[Records from a dataset]
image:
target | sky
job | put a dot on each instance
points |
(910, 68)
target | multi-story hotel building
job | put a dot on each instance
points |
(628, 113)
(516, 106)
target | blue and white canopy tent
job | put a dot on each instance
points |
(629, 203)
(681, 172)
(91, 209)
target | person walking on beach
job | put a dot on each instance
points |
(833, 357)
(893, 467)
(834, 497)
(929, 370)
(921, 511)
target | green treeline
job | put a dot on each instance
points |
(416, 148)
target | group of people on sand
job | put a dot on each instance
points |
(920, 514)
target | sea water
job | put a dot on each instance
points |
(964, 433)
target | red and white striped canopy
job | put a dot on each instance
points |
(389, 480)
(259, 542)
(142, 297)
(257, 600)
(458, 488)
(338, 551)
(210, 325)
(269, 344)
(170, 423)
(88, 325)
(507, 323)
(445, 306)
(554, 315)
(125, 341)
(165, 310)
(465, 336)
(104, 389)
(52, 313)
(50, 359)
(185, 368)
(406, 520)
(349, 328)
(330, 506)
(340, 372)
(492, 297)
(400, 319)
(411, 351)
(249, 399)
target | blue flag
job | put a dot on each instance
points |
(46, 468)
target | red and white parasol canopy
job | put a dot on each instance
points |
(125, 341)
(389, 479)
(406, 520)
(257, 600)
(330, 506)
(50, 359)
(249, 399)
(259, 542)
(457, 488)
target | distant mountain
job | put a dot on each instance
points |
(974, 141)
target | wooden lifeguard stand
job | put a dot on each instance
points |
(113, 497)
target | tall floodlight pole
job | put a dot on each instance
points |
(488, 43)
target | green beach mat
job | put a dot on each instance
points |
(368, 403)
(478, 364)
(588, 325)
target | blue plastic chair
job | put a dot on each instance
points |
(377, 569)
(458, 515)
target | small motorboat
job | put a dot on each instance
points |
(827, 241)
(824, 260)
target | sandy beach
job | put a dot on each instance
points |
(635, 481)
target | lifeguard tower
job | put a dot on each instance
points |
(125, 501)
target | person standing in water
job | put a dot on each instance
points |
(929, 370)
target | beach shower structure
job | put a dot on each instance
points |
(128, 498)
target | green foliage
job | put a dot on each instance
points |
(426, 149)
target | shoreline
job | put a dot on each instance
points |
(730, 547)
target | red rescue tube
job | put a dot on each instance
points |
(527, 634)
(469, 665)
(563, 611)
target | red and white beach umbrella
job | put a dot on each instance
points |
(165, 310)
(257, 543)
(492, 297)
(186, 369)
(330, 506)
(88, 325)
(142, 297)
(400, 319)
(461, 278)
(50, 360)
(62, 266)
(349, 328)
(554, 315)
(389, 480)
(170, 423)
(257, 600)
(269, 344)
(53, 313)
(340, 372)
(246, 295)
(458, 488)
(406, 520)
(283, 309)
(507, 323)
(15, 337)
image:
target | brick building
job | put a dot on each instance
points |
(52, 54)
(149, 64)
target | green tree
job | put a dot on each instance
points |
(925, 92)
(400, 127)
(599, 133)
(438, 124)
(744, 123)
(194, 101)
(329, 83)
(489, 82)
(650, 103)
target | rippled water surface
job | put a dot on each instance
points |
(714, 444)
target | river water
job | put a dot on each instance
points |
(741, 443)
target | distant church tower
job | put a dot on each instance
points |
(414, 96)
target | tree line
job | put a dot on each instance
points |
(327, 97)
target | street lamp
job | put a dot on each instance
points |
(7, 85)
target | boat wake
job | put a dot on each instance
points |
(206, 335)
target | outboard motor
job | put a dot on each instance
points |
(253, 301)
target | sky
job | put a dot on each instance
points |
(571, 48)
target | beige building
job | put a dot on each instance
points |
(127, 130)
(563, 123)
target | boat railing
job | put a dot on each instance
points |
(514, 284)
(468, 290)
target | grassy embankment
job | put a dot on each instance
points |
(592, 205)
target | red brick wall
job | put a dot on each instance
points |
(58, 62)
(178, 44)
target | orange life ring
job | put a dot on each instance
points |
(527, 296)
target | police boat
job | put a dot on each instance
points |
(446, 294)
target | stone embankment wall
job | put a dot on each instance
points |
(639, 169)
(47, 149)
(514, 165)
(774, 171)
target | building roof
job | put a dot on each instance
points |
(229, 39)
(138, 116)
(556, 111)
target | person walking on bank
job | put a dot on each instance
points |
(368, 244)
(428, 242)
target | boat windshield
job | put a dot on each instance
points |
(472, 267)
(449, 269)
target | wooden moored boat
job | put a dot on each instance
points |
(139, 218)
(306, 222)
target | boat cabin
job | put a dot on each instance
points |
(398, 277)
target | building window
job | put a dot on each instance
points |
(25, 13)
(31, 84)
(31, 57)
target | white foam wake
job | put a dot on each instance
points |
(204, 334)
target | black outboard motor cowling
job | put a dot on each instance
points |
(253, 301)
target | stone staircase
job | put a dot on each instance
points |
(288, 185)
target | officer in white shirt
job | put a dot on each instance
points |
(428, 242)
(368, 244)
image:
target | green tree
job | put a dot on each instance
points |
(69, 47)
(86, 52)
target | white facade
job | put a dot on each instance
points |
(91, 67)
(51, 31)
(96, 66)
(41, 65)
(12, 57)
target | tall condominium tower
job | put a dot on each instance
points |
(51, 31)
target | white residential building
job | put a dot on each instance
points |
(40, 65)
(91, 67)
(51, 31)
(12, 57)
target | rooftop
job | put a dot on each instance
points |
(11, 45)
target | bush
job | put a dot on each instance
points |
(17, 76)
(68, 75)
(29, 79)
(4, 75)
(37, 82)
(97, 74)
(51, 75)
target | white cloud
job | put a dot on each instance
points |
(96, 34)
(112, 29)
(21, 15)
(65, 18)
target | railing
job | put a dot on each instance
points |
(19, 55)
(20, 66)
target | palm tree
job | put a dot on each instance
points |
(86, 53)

**Aim**.
Repeat the entries exactly, all of them.

**Exercise response**.
image:
target | sky
job | put a dot on each instance
points |
(910, 68)
target | multi-story hotel building
job | put a dot on each instance
points |
(628, 113)
(516, 106)
target | blue and white canopy tent
job | put a dot on each instance
points |
(629, 203)
(681, 172)
(91, 209)
target | person walking on beach
job | put a dot on each instance
points |
(833, 357)
(893, 467)
(834, 497)
(929, 370)
(921, 511)
target | green treeline
job | put a dot on each instance
points |
(416, 148)
target | group of people on sand
job | put a dot on each instance
points |
(920, 514)
target | sea water
job | put a dot on each instance
points |
(964, 433)
target | red and white striped canopy
job | put a dot on each instance
points |
(389, 480)
(259, 542)
(142, 297)
(257, 600)
(458, 488)
(338, 551)
(210, 325)
(269, 344)
(170, 423)
(88, 325)
(507, 323)
(445, 306)
(554, 315)
(125, 341)
(165, 310)
(465, 336)
(104, 389)
(52, 313)
(50, 359)
(185, 368)
(406, 520)
(349, 328)
(330, 506)
(340, 372)
(492, 297)
(400, 319)
(411, 351)
(249, 399)
target | blue flag
job | put a dot on each instance
points |
(46, 468)
target | red and white parasol canopy
job | put a dot on each instance
points |
(125, 341)
(389, 479)
(406, 520)
(257, 600)
(330, 506)
(50, 359)
(249, 399)
(259, 542)
(457, 488)
target | distant mountain
job | put a dot on each instance
points |
(974, 141)
target | wooden lifeguard stand
job | put a dot on each instance
points |
(113, 497)
target | tall floodlight pole
job | put a dot on each instance
points |
(488, 43)
target | green beach mat
job | put a dot on each instance
points |
(368, 403)
(478, 364)
(588, 325)
target | blue plastic chair
job | put a dot on each instance
points |
(377, 569)
(458, 515)
target | small motorboat
job | put a dot on each instance
points |
(827, 241)
(824, 260)
target | sandy beach
job | put a dot on each instance
points |
(635, 481)
target | lifeguard tower
job | put a dot on each instance
points |
(125, 501)
target | person standing in water
job | put a dot on each instance
points |
(929, 370)
target | beach shower structure
job | put a dot on each instance
points |
(128, 498)
target | green foliage
job | put a dot on each instance
points |
(426, 149)
target | shoreline
job | put a dot on each instance
points |
(730, 547)
target | red rescue tube
job | put a dot on each instance
points |
(527, 634)
(469, 665)
(563, 611)
target | red and white beach umbrella
job | put a dot on each instance
points |
(165, 310)
(257, 543)
(492, 297)
(186, 369)
(330, 506)
(88, 325)
(142, 297)
(400, 319)
(461, 278)
(50, 360)
(62, 266)
(349, 328)
(554, 315)
(389, 480)
(170, 423)
(257, 600)
(269, 344)
(53, 313)
(340, 372)
(246, 295)
(458, 488)
(406, 520)
(283, 309)
(507, 323)
(15, 337)
image:
target | brick building
job | put a dot on each instance
points |
(52, 54)
(149, 64)
target | green tree
job | put a dot on each instance
points |
(925, 92)
(400, 127)
(599, 133)
(438, 124)
(744, 123)
(194, 101)
(329, 83)
(489, 82)
(650, 103)
target | rippled water surface
job | put a dot on each instance
points |
(714, 444)
target | river water
job | put a dot on each instance
points |
(741, 443)
target | distant church tower
job | put a dot on each instance
points |
(414, 96)
target | tree line
job | put a dot on each instance
points |
(327, 97)
target | street lamp
job | put a dot on each instance
points |
(7, 85)
target | boat wake
job | put a dot on each instance
points |
(206, 335)
target | outboard motor
job | put a dot on each instance
points |
(253, 301)
target | sky
job | put a dot on each instance
points |
(571, 48)
target | beige building
job | put a dot on each instance
points |
(127, 130)
(563, 123)
target | boat railing
job | put a dot on each instance
points |
(514, 284)
(468, 290)
target | grassy embankment
job | put a dot on each instance
points |
(592, 205)
target | red brick wall
job | put a dot on each instance
points |
(58, 62)
(178, 44)
target | orange life ring
job | put a dot on each instance
points |
(527, 296)
target | police boat
job | put a dot on each instance
points |
(446, 294)
target | stone embankment wall
job | put a dot on each instance
points |
(639, 169)
(47, 149)
(514, 165)
(774, 171)
target | building roof
job | put a dot on each instance
points |
(229, 39)
(138, 116)
(556, 111)
target | person walking on bank
job | put a dot on each instance
points |
(368, 244)
(428, 242)
target | boat windshield
job | put a dot on each instance
points |
(472, 267)
(449, 269)
target | wooden moored boat
job | put a dot on each instance
points |
(139, 218)
(306, 222)
target | boat cabin
job | put a dot on each instance
points |
(398, 277)
target | building window
job | put a dot on each instance
points |
(25, 13)
(31, 84)
(31, 57)
target | white foam wake
job | put a dot on each instance
points |
(204, 334)
target | black outboard motor cowling
job | put a dot on each instance
points |
(253, 301)
target | stone staircase
job | put a dot on each instance
points |
(288, 185)
target | officer in white shirt
job | put a dot on each instance
points |
(428, 242)
(368, 244)
image:
target | green tree
job | put a dot on each instance
points |
(69, 47)
(86, 52)
target | white facade
job | put a dot on each instance
points |
(91, 67)
(51, 31)
(96, 66)
(41, 65)
(12, 57)
target | tall condominium tower
job | put a dot on each instance
points |
(51, 31)
target | white residential building
job | put a dot on each instance
points |
(40, 65)
(91, 67)
(51, 31)
(12, 57)
target | rooftop
job | put a dot on each instance
points |
(11, 45)
target | bush
job | put a dot on each instance
points |
(17, 76)
(68, 75)
(29, 79)
(4, 75)
(37, 82)
(97, 74)
(51, 75)
target | white cloud
job | put a dot on each instance
points |
(96, 34)
(112, 29)
(21, 15)
(65, 18)
target | railing
job | put a dot on each instance
points |
(19, 55)
(20, 66)
target | palm tree
job | put a dot on each instance
points |
(86, 53)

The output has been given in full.